_Tarea asignada:_
Contesta estas preguntas a partir del pasaje seleccionado:
1. ¿Qué tesis, defendida al menos por el primer Rawls, supone cuestionar la postura de Sandel y MacIntyre?
2. ¿A quiénes premiamos, según el pasaje, y a quiénes no?
3. ¿Cuáles son las dos formas del respeto que distingue Sandel?

Sin embargo, tanto Sandel como MacIntyre parecen trascender esta lectura. Sin negar la importancia de lo propio, consideran legítimo debatir sobre el bien. Ello supone cuestionar la tesis (defendida al menos por el primer Rawls), de que no existe una racionalidad de fines. A diferencia de lo sostenido por el autor de Teoría de la justicia, afirman los comunitaristas, existen proyectos de vida más significativos que otros, y la sociedad no debería permanecer es neutra frente a los mismos. Honramos y recompensamos ciertas formas de obrar, y no otras. Premiamos a los mejores promedios, no a los que se han recibido con las peores notas. Existen dos formas del respeto, sostiene Sandel. Podemos respetar al otro en su derecho a elegir, pero podemos, también, respetarlo por lo que ha elegido. Y tiene sentido que una sociedad razone y discuta sobre las virtudes que ha de honrar y recompensar. “Acordar el reconocimiento público a quienes exhiban excelencia cívica sirve al papel educativo que le corresponde a una ciudad buena”.
3. El Yo desvinculado.

_Registros almacenados:_
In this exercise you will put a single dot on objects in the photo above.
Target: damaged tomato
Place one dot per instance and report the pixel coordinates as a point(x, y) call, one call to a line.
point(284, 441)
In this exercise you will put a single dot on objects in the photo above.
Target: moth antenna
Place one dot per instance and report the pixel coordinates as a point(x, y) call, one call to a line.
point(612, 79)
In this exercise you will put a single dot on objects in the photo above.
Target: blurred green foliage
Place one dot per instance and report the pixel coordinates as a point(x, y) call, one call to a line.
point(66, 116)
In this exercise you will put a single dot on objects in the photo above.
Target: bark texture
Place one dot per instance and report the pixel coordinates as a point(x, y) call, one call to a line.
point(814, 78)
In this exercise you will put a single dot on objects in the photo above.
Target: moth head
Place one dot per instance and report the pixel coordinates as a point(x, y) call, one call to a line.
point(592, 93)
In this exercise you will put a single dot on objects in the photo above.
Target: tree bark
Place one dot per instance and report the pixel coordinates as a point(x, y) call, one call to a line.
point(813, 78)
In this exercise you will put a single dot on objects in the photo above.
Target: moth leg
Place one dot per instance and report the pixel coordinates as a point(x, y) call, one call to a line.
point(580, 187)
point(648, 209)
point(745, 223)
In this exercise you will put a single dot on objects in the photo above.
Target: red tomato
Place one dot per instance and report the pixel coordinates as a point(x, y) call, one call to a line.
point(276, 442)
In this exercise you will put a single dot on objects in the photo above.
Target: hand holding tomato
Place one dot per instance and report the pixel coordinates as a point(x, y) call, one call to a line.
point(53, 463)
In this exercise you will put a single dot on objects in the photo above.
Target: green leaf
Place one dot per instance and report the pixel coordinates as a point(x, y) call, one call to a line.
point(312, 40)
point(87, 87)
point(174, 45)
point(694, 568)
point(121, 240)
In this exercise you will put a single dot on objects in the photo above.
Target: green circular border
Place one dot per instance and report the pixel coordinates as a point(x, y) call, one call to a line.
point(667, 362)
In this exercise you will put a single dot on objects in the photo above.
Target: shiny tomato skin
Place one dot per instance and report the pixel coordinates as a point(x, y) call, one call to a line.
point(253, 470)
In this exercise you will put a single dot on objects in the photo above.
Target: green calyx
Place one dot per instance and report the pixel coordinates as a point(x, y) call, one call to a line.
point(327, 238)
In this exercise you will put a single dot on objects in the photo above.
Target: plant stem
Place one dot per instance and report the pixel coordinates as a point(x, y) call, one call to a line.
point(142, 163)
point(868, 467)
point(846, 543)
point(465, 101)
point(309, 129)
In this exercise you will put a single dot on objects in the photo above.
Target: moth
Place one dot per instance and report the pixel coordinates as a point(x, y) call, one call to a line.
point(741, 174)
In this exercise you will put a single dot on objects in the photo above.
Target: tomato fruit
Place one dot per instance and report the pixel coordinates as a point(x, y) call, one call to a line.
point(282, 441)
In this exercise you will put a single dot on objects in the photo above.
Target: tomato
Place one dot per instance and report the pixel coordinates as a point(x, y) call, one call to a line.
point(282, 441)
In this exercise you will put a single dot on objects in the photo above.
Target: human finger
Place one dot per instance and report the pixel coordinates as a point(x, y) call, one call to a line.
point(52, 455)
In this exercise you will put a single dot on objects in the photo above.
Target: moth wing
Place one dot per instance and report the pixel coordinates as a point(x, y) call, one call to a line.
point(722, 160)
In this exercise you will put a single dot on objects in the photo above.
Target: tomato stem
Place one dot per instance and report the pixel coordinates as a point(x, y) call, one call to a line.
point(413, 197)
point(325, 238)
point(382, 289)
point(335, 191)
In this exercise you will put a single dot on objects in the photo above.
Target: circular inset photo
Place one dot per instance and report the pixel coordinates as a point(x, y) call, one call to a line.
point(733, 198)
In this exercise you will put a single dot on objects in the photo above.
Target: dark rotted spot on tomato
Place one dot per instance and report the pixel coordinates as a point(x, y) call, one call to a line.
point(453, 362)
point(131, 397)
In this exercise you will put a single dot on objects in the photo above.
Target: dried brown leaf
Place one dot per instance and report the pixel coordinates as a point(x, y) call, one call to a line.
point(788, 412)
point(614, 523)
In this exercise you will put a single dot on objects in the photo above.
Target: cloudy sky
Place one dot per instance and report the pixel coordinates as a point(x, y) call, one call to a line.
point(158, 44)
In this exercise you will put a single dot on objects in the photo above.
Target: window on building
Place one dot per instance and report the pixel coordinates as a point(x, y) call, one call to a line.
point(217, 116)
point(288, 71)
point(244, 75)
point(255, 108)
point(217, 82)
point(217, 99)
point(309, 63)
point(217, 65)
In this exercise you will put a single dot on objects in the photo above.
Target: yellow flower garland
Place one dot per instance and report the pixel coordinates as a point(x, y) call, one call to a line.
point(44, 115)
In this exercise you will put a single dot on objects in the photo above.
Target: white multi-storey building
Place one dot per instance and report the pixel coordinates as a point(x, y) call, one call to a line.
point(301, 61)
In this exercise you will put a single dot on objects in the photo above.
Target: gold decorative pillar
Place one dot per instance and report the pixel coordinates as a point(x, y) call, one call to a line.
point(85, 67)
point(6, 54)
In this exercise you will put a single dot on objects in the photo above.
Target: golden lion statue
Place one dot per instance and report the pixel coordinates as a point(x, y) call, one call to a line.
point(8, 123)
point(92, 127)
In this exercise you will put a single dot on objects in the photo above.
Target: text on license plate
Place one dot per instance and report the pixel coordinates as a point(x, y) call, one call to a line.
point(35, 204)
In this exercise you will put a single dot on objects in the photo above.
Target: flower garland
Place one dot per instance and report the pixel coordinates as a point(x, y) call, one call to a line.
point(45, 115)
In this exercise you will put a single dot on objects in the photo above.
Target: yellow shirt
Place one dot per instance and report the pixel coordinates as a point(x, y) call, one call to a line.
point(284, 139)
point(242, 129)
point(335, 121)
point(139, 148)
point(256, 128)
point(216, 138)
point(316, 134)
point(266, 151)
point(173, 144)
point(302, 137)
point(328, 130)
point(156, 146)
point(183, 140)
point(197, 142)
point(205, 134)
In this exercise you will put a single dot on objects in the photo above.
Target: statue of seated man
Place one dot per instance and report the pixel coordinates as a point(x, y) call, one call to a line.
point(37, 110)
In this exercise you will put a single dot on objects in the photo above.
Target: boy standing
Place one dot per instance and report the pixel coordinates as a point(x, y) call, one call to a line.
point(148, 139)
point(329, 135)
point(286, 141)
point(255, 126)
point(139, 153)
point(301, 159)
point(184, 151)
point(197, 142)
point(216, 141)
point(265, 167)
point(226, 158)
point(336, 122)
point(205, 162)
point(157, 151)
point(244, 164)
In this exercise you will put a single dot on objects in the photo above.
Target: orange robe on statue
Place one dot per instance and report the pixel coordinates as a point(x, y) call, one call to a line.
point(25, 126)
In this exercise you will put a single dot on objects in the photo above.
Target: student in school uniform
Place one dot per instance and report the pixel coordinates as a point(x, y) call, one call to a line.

_Respuesta escrita:_
1. La tesis de que no existe una racionalidad de fines.
2. Premiamos a los mejores promedios, no a los que se han recibido con las peores notas.
3. Respetar al otro en su derecho a elegir y respetarlo por lo que ha elegido.